Required work: Rewrite the records from the line with "Target: green foliage" up to and including the line with "132), (81, 132)]", replacing "boundary" with "border" and leaving everything else unchanged.

Provided records:

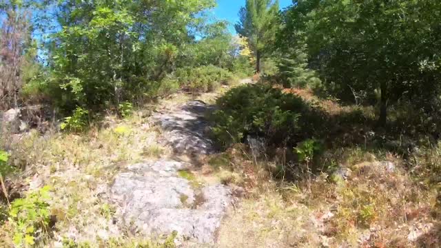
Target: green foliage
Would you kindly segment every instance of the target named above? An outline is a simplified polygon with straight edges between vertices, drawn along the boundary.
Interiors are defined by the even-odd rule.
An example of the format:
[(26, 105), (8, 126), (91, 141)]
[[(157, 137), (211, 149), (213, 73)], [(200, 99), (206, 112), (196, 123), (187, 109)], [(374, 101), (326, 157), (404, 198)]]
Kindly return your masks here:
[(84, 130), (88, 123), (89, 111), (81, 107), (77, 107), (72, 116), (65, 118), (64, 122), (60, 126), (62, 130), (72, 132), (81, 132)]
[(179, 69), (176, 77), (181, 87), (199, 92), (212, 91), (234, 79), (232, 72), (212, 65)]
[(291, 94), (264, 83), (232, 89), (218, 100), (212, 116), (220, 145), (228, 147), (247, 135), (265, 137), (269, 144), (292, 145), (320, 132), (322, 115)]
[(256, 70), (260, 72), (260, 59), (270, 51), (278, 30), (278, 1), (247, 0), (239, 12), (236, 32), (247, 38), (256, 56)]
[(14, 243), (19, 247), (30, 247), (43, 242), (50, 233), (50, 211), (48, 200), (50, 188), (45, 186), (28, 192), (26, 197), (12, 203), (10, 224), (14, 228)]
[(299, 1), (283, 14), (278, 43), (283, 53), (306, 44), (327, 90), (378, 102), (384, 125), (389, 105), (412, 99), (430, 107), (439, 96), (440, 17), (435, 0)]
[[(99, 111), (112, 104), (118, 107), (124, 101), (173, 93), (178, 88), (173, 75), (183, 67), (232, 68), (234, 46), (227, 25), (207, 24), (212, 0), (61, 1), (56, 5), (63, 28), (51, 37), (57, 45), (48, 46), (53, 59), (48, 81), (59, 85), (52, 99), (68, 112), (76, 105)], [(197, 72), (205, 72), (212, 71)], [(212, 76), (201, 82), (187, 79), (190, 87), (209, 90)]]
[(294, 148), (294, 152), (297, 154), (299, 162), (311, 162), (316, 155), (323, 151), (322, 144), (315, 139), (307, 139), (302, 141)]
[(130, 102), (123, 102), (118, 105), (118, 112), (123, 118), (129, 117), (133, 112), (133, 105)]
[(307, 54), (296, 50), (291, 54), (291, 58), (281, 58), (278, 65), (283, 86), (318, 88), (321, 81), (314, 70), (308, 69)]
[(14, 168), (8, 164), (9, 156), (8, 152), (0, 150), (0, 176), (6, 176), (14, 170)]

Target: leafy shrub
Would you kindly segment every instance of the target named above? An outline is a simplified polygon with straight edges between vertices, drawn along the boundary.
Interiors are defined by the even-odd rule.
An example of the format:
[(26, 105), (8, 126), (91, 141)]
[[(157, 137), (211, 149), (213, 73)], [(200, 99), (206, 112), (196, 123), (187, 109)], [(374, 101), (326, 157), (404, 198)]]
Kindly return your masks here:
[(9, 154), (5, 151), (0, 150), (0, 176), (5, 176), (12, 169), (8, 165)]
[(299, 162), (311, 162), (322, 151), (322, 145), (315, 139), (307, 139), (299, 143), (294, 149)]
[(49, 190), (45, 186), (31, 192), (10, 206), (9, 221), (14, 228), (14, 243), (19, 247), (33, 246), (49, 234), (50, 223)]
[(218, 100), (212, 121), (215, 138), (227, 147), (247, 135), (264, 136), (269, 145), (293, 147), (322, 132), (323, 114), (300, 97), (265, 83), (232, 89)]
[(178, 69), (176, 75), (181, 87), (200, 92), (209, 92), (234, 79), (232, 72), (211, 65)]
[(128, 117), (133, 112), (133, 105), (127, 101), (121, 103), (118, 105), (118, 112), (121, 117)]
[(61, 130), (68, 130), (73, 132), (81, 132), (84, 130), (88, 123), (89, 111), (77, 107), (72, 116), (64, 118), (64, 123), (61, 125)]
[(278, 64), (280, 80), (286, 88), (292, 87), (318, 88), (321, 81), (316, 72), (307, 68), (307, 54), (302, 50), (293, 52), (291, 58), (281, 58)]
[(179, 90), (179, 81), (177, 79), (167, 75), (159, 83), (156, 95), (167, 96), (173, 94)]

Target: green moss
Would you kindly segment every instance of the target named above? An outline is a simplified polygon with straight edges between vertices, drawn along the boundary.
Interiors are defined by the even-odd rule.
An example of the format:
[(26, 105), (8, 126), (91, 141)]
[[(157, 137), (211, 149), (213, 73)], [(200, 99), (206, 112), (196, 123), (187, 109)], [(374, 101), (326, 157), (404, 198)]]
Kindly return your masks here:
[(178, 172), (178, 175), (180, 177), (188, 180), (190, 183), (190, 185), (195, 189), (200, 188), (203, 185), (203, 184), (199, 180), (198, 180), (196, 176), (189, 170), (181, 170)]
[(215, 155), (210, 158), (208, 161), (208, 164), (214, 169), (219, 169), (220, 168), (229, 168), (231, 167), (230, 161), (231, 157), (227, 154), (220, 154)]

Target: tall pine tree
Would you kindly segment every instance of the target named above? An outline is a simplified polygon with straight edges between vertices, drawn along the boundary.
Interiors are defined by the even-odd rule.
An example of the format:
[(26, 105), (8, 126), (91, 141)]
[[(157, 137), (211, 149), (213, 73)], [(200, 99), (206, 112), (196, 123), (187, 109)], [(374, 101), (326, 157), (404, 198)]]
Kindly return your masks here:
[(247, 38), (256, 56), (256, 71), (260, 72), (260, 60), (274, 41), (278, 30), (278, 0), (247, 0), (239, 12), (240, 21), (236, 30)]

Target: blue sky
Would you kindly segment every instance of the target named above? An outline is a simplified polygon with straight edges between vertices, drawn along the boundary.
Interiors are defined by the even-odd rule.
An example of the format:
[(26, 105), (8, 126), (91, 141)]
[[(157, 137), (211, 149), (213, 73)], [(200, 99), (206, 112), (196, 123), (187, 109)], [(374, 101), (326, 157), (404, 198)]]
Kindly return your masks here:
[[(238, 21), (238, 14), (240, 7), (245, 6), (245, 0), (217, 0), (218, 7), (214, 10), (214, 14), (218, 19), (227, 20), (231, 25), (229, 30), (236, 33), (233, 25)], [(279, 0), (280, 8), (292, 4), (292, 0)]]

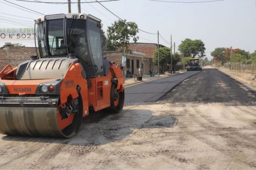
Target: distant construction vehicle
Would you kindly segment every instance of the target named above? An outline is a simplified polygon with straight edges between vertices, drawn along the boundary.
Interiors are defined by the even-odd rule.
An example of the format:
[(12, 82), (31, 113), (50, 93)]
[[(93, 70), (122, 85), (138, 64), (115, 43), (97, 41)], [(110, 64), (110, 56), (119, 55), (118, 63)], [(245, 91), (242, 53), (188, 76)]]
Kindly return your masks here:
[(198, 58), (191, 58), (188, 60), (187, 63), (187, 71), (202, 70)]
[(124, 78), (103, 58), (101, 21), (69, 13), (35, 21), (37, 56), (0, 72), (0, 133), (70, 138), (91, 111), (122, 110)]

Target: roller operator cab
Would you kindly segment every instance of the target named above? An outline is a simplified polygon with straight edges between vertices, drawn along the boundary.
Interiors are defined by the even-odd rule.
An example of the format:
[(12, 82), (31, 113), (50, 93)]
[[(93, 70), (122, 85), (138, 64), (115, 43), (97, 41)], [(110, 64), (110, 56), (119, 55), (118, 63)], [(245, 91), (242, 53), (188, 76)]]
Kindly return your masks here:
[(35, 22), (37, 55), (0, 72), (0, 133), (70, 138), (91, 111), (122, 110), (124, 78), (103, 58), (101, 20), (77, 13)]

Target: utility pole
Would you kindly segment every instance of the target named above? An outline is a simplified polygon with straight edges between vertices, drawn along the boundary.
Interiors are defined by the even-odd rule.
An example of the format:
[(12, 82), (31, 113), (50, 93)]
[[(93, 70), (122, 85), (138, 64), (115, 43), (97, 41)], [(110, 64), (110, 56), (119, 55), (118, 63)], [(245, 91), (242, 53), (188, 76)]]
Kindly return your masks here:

* * *

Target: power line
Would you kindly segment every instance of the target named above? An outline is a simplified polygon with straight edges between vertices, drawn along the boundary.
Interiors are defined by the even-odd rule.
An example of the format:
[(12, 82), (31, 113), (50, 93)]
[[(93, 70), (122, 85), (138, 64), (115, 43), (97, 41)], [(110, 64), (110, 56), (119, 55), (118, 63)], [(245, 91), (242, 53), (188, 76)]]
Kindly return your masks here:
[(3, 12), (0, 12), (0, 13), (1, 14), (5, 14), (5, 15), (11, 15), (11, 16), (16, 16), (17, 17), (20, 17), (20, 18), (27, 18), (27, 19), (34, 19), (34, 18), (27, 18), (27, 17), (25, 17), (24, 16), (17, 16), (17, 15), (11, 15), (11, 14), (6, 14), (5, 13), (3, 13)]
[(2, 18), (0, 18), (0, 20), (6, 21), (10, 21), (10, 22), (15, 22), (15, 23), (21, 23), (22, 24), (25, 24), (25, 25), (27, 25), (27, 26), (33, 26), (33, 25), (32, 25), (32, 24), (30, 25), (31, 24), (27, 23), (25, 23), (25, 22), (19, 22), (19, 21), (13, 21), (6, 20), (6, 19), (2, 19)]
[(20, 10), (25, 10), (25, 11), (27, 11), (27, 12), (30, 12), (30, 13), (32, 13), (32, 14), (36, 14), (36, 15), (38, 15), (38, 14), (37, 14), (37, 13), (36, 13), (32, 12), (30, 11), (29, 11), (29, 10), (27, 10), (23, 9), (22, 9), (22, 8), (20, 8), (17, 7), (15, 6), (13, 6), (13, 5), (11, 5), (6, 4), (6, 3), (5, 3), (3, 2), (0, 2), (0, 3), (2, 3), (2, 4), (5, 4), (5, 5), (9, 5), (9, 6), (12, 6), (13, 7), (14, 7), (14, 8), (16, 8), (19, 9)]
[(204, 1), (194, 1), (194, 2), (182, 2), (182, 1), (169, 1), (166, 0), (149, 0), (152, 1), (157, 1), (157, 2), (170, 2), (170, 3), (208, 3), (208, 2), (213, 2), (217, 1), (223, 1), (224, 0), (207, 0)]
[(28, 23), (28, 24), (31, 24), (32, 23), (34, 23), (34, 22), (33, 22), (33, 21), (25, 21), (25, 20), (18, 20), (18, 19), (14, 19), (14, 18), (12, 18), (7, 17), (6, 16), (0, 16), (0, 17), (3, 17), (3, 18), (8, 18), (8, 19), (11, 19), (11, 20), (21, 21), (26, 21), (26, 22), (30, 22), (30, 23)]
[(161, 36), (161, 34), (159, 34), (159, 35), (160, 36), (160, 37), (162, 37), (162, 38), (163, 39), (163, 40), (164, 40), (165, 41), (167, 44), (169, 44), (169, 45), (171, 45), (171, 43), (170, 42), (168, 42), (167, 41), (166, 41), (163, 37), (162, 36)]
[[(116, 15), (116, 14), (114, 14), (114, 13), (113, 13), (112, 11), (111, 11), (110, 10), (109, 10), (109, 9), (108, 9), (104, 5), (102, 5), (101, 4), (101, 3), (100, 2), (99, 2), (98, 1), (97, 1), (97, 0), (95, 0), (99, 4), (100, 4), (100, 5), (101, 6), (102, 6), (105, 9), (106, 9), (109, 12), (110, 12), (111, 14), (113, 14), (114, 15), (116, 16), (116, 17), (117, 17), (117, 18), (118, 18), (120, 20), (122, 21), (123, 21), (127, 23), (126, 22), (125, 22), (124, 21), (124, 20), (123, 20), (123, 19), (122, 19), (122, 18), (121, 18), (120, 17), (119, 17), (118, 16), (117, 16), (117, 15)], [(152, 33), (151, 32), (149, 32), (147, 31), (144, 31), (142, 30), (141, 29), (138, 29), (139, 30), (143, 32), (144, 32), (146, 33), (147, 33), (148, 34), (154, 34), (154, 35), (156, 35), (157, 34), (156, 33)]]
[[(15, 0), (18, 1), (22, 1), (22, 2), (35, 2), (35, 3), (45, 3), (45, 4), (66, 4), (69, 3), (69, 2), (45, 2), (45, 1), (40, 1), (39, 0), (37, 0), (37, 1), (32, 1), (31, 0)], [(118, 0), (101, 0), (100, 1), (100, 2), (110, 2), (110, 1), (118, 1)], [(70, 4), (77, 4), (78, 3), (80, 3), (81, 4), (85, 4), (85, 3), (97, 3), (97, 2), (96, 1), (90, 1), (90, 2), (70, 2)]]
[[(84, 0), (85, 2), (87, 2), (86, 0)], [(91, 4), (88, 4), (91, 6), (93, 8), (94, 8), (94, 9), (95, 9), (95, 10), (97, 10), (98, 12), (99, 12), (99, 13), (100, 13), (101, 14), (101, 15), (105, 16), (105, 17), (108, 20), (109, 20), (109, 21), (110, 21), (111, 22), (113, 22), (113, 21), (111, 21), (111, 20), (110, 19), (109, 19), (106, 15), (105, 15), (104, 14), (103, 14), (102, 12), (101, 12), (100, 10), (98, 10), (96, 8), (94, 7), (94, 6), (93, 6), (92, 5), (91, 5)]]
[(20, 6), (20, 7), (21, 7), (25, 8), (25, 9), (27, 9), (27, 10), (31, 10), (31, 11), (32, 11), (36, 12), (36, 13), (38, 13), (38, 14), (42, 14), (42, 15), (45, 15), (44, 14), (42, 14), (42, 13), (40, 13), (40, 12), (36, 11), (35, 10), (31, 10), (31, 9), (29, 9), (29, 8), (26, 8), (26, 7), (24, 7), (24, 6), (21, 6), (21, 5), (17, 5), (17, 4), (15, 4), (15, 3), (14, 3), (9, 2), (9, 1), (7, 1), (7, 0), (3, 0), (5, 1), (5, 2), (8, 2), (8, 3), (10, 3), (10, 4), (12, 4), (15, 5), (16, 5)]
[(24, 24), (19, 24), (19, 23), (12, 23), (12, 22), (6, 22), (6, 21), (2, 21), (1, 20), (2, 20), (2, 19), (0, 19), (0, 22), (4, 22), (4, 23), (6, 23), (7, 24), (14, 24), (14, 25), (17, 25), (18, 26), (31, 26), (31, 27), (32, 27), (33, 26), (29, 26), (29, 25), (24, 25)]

Written answer:
Target: green foliage
Would you kindly segment every instance of the target named above? An outline is a simplified polygon with straight edges between vertices, drawn along the border.
Interiors are defined by the even-odd rule.
An example of the format:
[(26, 105), (8, 126), (91, 141)]
[[(157, 137), (211, 149), (213, 73)], [(200, 99), (206, 112), (196, 123), (187, 109)], [(374, 101), (326, 157), (404, 198)]]
Kindly return your masks here:
[(84, 130), (88, 123), (89, 111), (81, 107), (77, 107), (72, 116), (65, 118), (64, 122), (60, 126), (62, 130), (72, 132), (81, 132)]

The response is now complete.